▸ **EXERCISE**
Once the images are set aside, output the listing exactly as it stands.

-*-

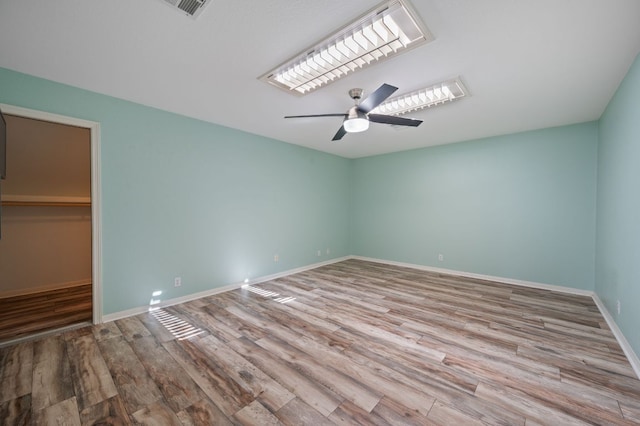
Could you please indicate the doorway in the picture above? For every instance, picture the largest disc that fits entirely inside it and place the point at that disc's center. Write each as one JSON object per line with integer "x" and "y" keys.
{"x": 51, "y": 254}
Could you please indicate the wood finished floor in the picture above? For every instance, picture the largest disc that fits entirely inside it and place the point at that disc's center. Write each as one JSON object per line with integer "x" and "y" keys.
{"x": 349, "y": 343}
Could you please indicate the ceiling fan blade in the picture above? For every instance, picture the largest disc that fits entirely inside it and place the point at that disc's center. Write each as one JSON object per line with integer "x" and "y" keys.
{"x": 392, "y": 119}
{"x": 339, "y": 134}
{"x": 377, "y": 97}
{"x": 341, "y": 114}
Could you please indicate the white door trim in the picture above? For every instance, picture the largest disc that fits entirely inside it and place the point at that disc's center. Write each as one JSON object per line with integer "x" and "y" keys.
{"x": 96, "y": 196}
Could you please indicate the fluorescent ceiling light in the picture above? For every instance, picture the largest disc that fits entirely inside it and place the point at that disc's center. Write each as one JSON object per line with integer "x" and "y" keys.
{"x": 391, "y": 28}
{"x": 424, "y": 98}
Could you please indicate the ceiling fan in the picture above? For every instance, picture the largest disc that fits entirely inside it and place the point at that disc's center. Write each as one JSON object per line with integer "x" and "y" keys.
{"x": 358, "y": 117}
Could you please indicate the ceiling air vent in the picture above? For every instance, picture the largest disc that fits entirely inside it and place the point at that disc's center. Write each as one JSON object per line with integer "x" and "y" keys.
{"x": 192, "y": 8}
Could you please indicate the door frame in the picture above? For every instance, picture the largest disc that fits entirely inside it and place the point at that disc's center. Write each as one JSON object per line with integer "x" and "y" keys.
{"x": 96, "y": 195}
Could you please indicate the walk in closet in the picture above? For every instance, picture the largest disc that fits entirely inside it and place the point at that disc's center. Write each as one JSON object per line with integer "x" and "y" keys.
{"x": 45, "y": 250}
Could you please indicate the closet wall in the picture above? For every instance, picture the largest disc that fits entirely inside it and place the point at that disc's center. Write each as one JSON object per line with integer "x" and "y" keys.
{"x": 45, "y": 250}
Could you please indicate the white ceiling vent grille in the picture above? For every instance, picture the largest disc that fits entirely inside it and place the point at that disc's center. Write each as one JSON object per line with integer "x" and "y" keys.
{"x": 191, "y": 8}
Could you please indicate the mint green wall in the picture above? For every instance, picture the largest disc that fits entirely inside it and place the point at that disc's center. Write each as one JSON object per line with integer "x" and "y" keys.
{"x": 520, "y": 206}
{"x": 618, "y": 226}
{"x": 182, "y": 197}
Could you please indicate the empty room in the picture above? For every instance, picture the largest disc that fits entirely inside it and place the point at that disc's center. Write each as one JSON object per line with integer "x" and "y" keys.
{"x": 403, "y": 212}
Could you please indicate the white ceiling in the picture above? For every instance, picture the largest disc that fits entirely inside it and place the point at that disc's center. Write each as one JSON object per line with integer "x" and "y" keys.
{"x": 527, "y": 64}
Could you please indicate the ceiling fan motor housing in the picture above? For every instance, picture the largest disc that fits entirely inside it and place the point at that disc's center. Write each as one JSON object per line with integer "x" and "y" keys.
{"x": 356, "y": 94}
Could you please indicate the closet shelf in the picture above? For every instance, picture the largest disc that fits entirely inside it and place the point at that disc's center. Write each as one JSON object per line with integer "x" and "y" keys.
{"x": 45, "y": 200}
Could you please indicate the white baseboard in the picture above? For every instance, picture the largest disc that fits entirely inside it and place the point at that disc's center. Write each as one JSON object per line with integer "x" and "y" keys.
{"x": 169, "y": 302}
{"x": 626, "y": 347}
{"x": 624, "y": 344}
{"x": 521, "y": 283}
{"x": 622, "y": 341}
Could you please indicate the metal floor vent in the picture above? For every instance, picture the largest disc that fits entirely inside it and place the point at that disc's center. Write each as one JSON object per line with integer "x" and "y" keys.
{"x": 192, "y": 8}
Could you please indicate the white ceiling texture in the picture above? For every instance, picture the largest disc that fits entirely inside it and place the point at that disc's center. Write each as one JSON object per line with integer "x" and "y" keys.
{"x": 526, "y": 64}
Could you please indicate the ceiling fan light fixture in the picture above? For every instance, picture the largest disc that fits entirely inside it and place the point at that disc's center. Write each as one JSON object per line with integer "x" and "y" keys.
{"x": 390, "y": 28}
{"x": 356, "y": 121}
{"x": 427, "y": 97}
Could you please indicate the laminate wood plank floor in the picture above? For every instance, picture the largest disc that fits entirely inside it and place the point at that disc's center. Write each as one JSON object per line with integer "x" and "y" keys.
{"x": 354, "y": 342}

-*-

▸ **ANSWER SPACE**
Could you please indicate the doorway in the picture above? For every instance, picture the largest disc that fits entirely inside it and place the point at that disc's center. Write each as one JSON object per line with integer "x" and "y" keys.
{"x": 51, "y": 254}
Could you please indicate the wood finished floor in the picture above? For every instance, picture the largest disc that fits entirely inside it and place the point at that disc's center. Write each as one JSON object per line with integer "x" and "y" keys.
{"x": 349, "y": 343}
Could you please indicate the ceiling fan blade in the picture above? For every instance, picture the largest disc that fits entirely inside it and place the point at that disc's center. Write each as one JSON object per line with integer "x" and "y" keys.
{"x": 392, "y": 119}
{"x": 339, "y": 134}
{"x": 377, "y": 97}
{"x": 341, "y": 114}
Could you please indicate the white door trim in the picture above? For every instance, picture the largest disc that fits entirely inside it and place the point at that disc's center. Write each as one JSON object per line with integer "x" and "y" keys.
{"x": 96, "y": 196}
Could you please indicate the fluorescent ceiling light in the picture above? For every instance, picture the largest disc that fits entirely inside it and place the point at that disc's center. Write each as one JSON object per line with integer "x" and "y" keys.
{"x": 391, "y": 28}
{"x": 424, "y": 98}
Could you please indicate the ceiling fan in the picture above? For every instance, picture the largest disc that fits entirely inside it and place the point at that disc's center. Write each as one JSON object per line with integer "x" and "y" keys.
{"x": 358, "y": 117}
Could you please indicate the ceiling air vent in the picture above? For every instance, picture the largest disc that fits entirely inside it and place the point at that disc's center. Write each as one JSON object per line with integer "x" and "y" keys.
{"x": 192, "y": 8}
Could you please indicate the door frame in the picture above? For every instance, picture the largest disc that fits entirely inside it and place the point at that disc's center. Write each as one JSON object per line with integer "x" and "y" keys.
{"x": 96, "y": 195}
Could you please indicate the walk in closet in the picture above? For every instance, picture the largest disc that fits entirely inside it and place the point at that disc's center. Write each as one JSON object per line with integer "x" and "y" keys.
{"x": 45, "y": 250}
Could you please indicate the closet wall in the picture above? For every instance, picture the largest disc that fits entirely inside it and place the point at that disc's center. Write each as one JSON object per line with integer "x" and "y" keys.
{"x": 45, "y": 250}
Could you please indicate the white ceiling vent grille in the picture above? For every instance, picture the largest disc that fits entirely inside it and place the point at that disc's center. Write each as one JSON object per line with integer "x" and "y" keys.
{"x": 191, "y": 8}
Could you please indicate the mint green wall in the picture above? For every instance, picture the largest disc that fits entirely inside it and place the point at that disc's center. Write each as one JSON object per line with integer "x" and "y" keys.
{"x": 520, "y": 206}
{"x": 618, "y": 226}
{"x": 182, "y": 197}
Could you please indicate the empty room in the picture above? For every instance, picture the largest disc that fits entirely inside it and place the point at that disc's center. Write each as one JSON object per line with integer "x" and "y" keys.
{"x": 403, "y": 212}
Could you please indicate the white ceiling in the picture above? For every instance, picture the largest disc that fits entirely inside it and place the point at that disc's center. Write each as one JSON object per line with integer "x" and "y" keys.
{"x": 527, "y": 64}
Could you please indicate the ceiling fan motor housing in the picture above? For every instance, picture the largest disc that fits entirely inside it and place the point at that disc's center. Write each as one JSON object per line with integer "x" and "y" keys.
{"x": 356, "y": 94}
Could you please indicate the closet shelf in the picture above? For every instance, picture the largest disc that fits entirely inside it and place the point at that disc's center. Write each as one JSON object per line with integer "x" and "y" keys.
{"x": 45, "y": 200}
Could you please indicate the white baseboard in the picture above? For every instance, picture the largest disc that fits entirely inside it and place the point at that disc's center. Write each as one JSON object per line with integer "x" and "y" keys.
{"x": 169, "y": 302}
{"x": 626, "y": 347}
{"x": 624, "y": 344}
{"x": 521, "y": 283}
{"x": 622, "y": 341}
Could you please indicate the metal floor vent in the picture above? For every instance, picture the largest disc that fits entirely inside it and place the point at that disc's center. Write each as one JSON object per line with integer "x" and "y" keys.
{"x": 192, "y": 8}
Could you please indicate the white ceiling texture in the picture above? For every instance, picture the largest disc that fits entirely inside it and place the point at that disc's center. Write each as one JSON object per line with integer "x" and "y" keys.
{"x": 526, "y": 64}
Could you please indicate the ceiling fan light fixture in the picture above? For every instance, picture the largest disc that fits entirely inside it and place the point at that disc's center. Write each as one JSON object per line with integer "x" and "y" keys.
{"x": 390, "y": 28}
{"x": 356, "y": 121}
{"x": 427, "y": 97}
Could you please indicate the laminate wood plank floor in the picture above? For every instance, picture the largest disc that fits entirely inside it and place the point at that disc's center. Write each as one JSON object per line with integer "x" and "y" keys.
{"x": 354, "y": 342}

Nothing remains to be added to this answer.